----- Listing
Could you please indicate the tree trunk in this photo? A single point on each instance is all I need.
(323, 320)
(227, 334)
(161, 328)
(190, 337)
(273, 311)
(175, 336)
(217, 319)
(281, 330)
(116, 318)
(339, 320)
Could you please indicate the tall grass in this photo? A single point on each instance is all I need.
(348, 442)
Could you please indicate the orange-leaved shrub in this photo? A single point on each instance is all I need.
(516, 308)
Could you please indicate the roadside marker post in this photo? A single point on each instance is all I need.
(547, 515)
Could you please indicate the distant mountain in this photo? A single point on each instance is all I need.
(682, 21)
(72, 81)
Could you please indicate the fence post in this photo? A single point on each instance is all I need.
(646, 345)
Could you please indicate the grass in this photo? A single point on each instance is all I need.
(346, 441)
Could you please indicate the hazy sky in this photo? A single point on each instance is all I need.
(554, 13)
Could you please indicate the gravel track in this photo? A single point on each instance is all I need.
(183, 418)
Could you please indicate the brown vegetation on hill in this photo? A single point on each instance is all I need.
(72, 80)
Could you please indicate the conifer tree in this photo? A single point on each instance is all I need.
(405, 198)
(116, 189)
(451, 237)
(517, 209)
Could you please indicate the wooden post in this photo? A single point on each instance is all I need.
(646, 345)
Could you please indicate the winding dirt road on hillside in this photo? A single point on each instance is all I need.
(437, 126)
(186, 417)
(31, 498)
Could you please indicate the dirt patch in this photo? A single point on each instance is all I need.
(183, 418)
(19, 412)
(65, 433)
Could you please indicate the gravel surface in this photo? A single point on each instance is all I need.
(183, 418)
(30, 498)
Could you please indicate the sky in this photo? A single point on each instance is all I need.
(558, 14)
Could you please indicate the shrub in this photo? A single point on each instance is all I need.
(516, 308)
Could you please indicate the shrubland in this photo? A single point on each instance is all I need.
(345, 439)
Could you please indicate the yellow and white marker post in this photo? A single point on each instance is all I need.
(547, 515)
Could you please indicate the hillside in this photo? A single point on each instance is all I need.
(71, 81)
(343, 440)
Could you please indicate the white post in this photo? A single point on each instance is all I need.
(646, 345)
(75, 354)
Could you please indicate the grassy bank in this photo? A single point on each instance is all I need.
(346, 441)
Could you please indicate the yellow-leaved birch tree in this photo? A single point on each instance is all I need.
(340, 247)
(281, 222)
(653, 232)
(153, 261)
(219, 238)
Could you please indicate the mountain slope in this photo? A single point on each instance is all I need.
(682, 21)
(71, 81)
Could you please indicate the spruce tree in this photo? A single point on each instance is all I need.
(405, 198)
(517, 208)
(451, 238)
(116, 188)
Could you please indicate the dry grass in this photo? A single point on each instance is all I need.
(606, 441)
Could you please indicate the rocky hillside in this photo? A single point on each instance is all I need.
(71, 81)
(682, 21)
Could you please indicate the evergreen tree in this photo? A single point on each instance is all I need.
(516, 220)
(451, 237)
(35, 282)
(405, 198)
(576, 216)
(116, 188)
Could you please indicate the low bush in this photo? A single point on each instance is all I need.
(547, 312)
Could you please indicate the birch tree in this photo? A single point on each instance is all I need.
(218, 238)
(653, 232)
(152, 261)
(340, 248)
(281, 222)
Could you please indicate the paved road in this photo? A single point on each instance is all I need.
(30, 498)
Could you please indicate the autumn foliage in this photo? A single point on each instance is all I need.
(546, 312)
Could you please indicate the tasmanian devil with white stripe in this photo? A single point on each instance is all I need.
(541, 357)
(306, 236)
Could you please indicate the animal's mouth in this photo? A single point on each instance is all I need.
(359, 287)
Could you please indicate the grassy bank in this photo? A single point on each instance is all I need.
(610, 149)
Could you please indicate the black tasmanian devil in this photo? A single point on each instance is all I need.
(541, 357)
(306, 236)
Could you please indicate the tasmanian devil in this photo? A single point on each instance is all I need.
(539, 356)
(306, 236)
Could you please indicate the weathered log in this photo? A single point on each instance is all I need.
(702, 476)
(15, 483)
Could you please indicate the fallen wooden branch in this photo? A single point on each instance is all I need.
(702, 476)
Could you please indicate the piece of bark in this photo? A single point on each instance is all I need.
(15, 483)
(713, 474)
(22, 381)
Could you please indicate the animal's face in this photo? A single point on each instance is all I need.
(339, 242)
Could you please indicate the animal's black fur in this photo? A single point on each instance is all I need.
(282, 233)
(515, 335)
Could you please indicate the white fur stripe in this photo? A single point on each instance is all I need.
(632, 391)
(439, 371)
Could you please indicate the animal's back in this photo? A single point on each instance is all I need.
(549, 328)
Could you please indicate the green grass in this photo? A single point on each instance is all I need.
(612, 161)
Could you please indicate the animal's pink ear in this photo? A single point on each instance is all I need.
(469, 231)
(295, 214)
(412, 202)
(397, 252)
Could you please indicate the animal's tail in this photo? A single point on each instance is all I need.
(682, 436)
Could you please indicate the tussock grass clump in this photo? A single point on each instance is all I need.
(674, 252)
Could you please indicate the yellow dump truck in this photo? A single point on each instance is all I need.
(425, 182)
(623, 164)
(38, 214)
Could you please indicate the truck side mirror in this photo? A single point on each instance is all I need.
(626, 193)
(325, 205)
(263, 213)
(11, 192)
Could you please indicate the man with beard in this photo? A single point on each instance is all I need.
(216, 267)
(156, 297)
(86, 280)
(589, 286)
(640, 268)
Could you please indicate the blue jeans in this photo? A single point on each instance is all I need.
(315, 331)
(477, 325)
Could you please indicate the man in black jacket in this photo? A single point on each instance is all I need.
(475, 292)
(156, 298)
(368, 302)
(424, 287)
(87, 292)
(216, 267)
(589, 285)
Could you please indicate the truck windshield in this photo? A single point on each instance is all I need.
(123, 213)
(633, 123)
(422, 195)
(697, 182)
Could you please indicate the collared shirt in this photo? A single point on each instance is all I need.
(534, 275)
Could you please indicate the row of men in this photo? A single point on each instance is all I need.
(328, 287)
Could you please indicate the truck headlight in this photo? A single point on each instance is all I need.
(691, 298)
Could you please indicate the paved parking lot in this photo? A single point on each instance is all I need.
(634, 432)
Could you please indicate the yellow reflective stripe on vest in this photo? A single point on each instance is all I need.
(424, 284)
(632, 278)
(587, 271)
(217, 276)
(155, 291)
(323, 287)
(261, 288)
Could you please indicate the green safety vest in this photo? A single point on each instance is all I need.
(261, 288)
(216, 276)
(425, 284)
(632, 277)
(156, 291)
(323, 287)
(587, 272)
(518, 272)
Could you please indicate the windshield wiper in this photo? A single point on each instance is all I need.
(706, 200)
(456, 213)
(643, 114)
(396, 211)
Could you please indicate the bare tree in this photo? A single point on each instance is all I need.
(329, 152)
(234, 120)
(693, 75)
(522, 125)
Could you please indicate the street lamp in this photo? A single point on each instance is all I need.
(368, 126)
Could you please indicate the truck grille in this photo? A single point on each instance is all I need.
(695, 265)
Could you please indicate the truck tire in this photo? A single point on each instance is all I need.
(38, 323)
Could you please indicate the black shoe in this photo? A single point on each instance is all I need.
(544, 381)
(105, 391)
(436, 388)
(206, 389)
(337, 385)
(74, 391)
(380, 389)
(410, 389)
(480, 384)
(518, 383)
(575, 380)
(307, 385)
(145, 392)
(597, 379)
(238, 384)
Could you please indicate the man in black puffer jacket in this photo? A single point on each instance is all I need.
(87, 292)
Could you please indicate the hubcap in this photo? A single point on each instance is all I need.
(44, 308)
----------
> **Task to carry out**
Print the records above exactly as they appear.

> **Answer**
Could you please indicate the tree trunk in this photo? A single point on each instance is all I need.
(323, 320)
(227, 334)
(161, 328)
(190, 337)
(273, 311)
(175, 336)
(217, 319)
(281, 330)
(116, 318)
(339, 320)
Could you please indicate the tall grass in this photo? A single point on each instance is all I need.
(348, 442)
Could you please indicate the orange-leaved shrub in this photo? A single point on each instance is all I need.
(516, 308)
Could you please indicate the roadside marker post in this photo? A single point on each instance is all I need.
(547, 515)
Could you please indicate the distant mountain in this photo? A single point on each instance is all I need.
(682, 21)
(72, 81)
Could you please indicate the fence post in this photo? A single point on each instance is all I need.
(646, 345)
Could you please indicate the grass in this photo? A single point on each instance is all I need.
(346, 441)
Could you please indicate the hazy sky in this photo? A single point on each instance is all I need.
(554, 13)
Could you please indicate the gravel track in this photo? A single point on each instance is all I need.
(183, 418)
Could you please indicate the brown vegetation on hill in this photo? A single point on each instance is all I need.
(72, 80)
Could you please indicate the conifer tree in this photo? A single point on each instance is all I need.
(405, 198)
(116, 189)
(451, 237)
(517, 209)
Could you please indicate the wooden post in this photo? A single point on each instance is all I need.
(646, 345)
Could you please indicate the winding dirt road on hillside in this photo? A single point on each instance is all I need.
(437, 126)
(186, 417)
(31, 498)
Could you please indicate the dirt patch in this photo? A single point on each instance is all I need.
(183, 418)
(19, 412)
(65, 433)
Could you please indicate the gravel surface in this photo? A single point on each instance is all I need.
(183, 418)
(30, 498)
Could you please indicate the sky in this photo? A single point on each instance is all I need.
(558, 14)
Could you please indicate the shrub in this photo? A single point on each instance is all I need.
(516, 308)
Could you please indicate the shrubland in this photo? A single point on each instance is all I need.
(345, 439)
Could you please indicate the yellow and white marker post in this photo? A single point on each instance is all I need.
(547, 515)
Could you please indicate the hillside in this photo? A single point on each instance is all I need.
(71, 81)
(343, 440)
Could you please indicate the white post in this photo? A single point on each instance is all I need.
(646, 345)
(75, 354)
Could you please indicate the grassy bank in this photo? A single point on each instance is all I need.
(346, 441)
Could you please indicate the yellow-leaved birch tree in this photo? A single point on each instance is all I need.
(340, 247)
(281, 222)
(653, 232)
(153, 261)
(219, 238)
Could you please indicate the mountain slope in this photo? A single point on each instance is all I need.
(682, 21)
(71, 81)
Could you please indicate the spruce tree in this photo? A single point on each instance is all I need.
(405, 198)
(517, 208)
(451, 238)
(116, 188)
Could you please indicate the dry grass in this photo? A single point on each instance is all I need.
(606, 441)
Could you please indicate the rocky hillside in this photo? A single point on each instance is all I need.
(71, 81)
(682, 21)
Could you please indicate the evergreen tree in this photo? A single point on each instance is all I need.
(516, 220)
(451, 237)
(35, 282)
(405, 198)
(576, 216)
(116, 188)
Could you please indicate the low bush in this photo? A single point on each instance is all I need.
(547, 312)
Could you please indicate the birch tree in this photo? A single point on each instance is all I need.
(218, 238)
(653, 232)
(152, 261)
(340, 248)
(281, 222)
Could you please indicate the paved road in this photo? A single point on each instance is all I need.
(30, 498)
Could you please indicate the autumn foliage in this photo? A single point on each instance is all I need.
(546, 312)
Could you please indicate the tasmanian devil with white stripe in this photo? A single point on each instance is all I need.
(541, 357)
(306, 236)
Could you please indicate the animal's mouth in this photo? A single point on each instance is all I need.
(359, 287)
Could you please indicate the grassy bank in this photo? A single point on each instance is all I need.
(610, 149)
Could you please indicate the black tasmanian devil in this photo? A single point on each instance is all I need.
(541, 357)
(306, 236)
Could you please indicate the tasmanian devil in this photo? A single point on each instance is all I need.
(539, 356)
(306, 236)
Could you please indicate the weathered log in this photo? A single point on each instance is all I need.
(702, 476)
(15, 483)
Could you please indicate the fallen wooden branch in this photo? A single point on each instance is all I need.
(702, 476)
Could you please indicate the piece of bark in this photo? A single point on each instance is all I need.
(15, 483)
(713, 474)
(22, 381)
Could you please indicate the animal's face in this photo? A single point on each instance is all I need.
(339, 242)
Could you please indicate the animal's black fur in this photo? A single point on each instance is all I need.
(282, 233)
(515, 335)
Could you please indicate the white fur stripe in this photo? A single point on each instance is all I need.
(632, 391)
(439, 371)
Could you please indicate the animal's back in this photo? A single point on each instance is all I need.
(549, 328)
Could you please indicate the green grass in this photo? A single point on each instance is all I need.
(612, 161)
Could you please indicate the animal's pink ear in this photo? A single point on each instance is all I need.
(469, 231)
(295, 214)
(412, 202)
(397, 252)
Could you please indicate the animal's tail in this photo? A single point on each instance is all I need.
(682, 436)
Could you please indicate the tussock grass clump in this photo? A single point on each instance is all I need.
(674, 252)
Could you please indicate the yellow dump truck in this photo? A single point on each instance is all I need.
(425, 182)
(623, 164)
(38, 214)
Could you please indicate the truck side mirror in this photo? A single point on each instance is all I need.
(626, 193)
(325, 205)
(263, 213)
(11, 192)
Could you please indicate the man with beard in this photo? A single point on each instance is all I need.
(216, 267)
(156, 297)
(86, 280)
(589, 286)
(640, 268)
Could you please indicate the blue jeans in this photo? A single point on each instance is all I need.
(315, 331)
(477, 325)
Could you please indicate the man in black jacket in this photo? A single point on each instance is all I need.
(475, 292)
(156, 298)
(368, 302)
(424, 287)
(87, 292)
(216, 267)
(589, 285)
Could you please indicate the truck windshield in this photo? A single point on each instance is all I need.
(123, 213)
(633, 123)
(422, 195)
(697, 182)
Could you please indicate the collared shirt in this photo? A single point on each instance is all I need.
(534, 275)
Could you please indicate the row of men in this photo? A single point on each instance is all I need.
(328, 287)
Could you please indicate the truck headlight in this photo? A single point on each instance is all I need.
(691, 298)
Could you please indicate the paved parking lot in this photo? A single point on each instance is all I need.
(634, 432)
Could you please indicate the yellow reflective stripe on vest in this photo? A single point on each instance is all I need.
(424, 284)
(632, 278)
(587, 271)
(217, 276)
(155, 291)
(323, 287)
(261, 288)
Could you please indicate the green safety vest in this photo? A single point on each instance is all I need.
(261, 288)
(216, 276)
(425, 284)
(632, 277)
(156, 291)
(323, 287)
(587, 272)
(518, 272)
Could you please indicate the windshield wiper in this photo? A single point on each instance is all I need.
(706, 200)
(456, 213)
(643, 114)
(396, 211)
Could you please indicate the bare tree in this photo? A single point on each instance is all I need.
(329, 152)
(234, 120)
(693, 75)
(522, 125)
Could you please indicate the street lamp in this photo? A single point on each instance is all I need.
(368, 126)
Could you please indicate the truck grille in this photo? A single point on each instance is all I need.
(695, 265)
Could you please indicate the truck tire in this photo? A single point on each instance is all I need.
(38, 323)
Could you please indicate the black shoe in this photo? A single point on each instance is all I need.
(544, 381)
(105, 391)
(436, 388)
(206, 389)
(337, 385)
(74, 391)
(380, 389)
(410, 389)
(480, 384)
(518, 383)
(575, 380)
(307, 385)
(145, 392)
(597, 379)
(238, 384)
Could you please indicate the man in black puffer jacket in this photo? A single point on each instance is all I need.
(87, 292)
Could you please indicate the hubcap in this photo? A single point on each instance is all I need.
(44, 308)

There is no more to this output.